• **Task**
Every entry must be output exactly as it is written.
--- Provided entries Enclosed Below ---
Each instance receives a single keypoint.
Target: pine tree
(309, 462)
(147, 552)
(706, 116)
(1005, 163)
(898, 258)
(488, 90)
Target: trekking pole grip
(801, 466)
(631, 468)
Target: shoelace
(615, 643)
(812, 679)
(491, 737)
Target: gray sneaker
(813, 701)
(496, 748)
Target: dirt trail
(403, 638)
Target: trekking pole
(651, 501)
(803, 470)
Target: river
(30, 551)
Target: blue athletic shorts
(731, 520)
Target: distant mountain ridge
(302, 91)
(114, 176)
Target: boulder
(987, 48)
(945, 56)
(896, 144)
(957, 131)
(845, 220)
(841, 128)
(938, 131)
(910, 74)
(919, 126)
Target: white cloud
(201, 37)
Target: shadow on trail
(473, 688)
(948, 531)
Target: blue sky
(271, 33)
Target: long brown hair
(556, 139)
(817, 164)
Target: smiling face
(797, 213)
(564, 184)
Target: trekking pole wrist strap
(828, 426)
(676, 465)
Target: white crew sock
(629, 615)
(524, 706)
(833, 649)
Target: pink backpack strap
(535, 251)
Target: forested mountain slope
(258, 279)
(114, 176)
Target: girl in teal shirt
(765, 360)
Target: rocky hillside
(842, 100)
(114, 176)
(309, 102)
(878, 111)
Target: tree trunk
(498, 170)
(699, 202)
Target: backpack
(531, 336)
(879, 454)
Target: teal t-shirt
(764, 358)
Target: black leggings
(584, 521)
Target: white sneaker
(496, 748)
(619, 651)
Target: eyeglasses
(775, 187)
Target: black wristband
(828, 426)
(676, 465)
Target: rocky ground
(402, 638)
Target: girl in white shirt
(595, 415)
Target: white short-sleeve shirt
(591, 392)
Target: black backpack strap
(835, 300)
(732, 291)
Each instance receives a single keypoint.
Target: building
--- End of Enclosed Provided entries ---
• **Response area**
Each instance receives a single keypoint.
Target: pine tree
(309, 462)
(147, 552)
(706, 116)
(1005, 163)
(898, 258)
(488, 90)
Target: trekking pole grip
(801, 466)
(631, 468)
Target: shoelace
(615, 643)
(812, 679)
(491, 737)
Target: gray sneaker
(813, 701)
(496, 748)
Target: dirt trail
(403, 638)
Target: trekking pole
(651, 501)
(803, 470)
Target: river
(30, 551)
Target: blue athletic shorts
(731, 520)
Target: distant mountain ridge
(302, 91)
(114, 176)
Target: boulder
(987, 48)
(945, 56)
(896, 144)
(957, 131)
(845, 220)
(841, 128)
(938, 131)
(910, 74)
(919, 126)
Target: white cloud
(201, 37)
Target: shadow on trail
(473, 688)
(948, 531)
Target: blue sky
(271, 33)
Target: long brown hair
(556, 139)
(817, 164)
Target: smiling face
(797, 213)
(564, 184)
Target: trekking pole wrist strap
(828, 426)
(676, 465)
Target: white crew sock
(629, 615)
(524, 706)
(833, 649)
Target: pink backpack strap
(535, 251)
Target: forested mountain slope
(258, 279)
(114, 176)
Target: girl in teal shirt
(765, 360)
Target: rocky hillside
(842, 100)
(114, 176)
(309, 102)
(878, 111)
Target: tree trunk
(498, 170)
(699, 202)
Target: backpack
(531, 336)
(879, 454)
Target: teal t-shirt
(764, 358)
Target: black leggings
(584, 521)
Target: white sneaker
(496, 748)
(619, 651)
Target: eyeglasses
(775, 187)
Target: black wristband
(828, 426)
(676, 465)
Target: rocky ground
(402, 638)
Target: girl in white shirt
(595, 415)
Target: white short-sleeve shirt
(591, 392)
Target: black backpack strap
(835, 300)
(732, 291)
Each instance receives a single keypoint.
Target: building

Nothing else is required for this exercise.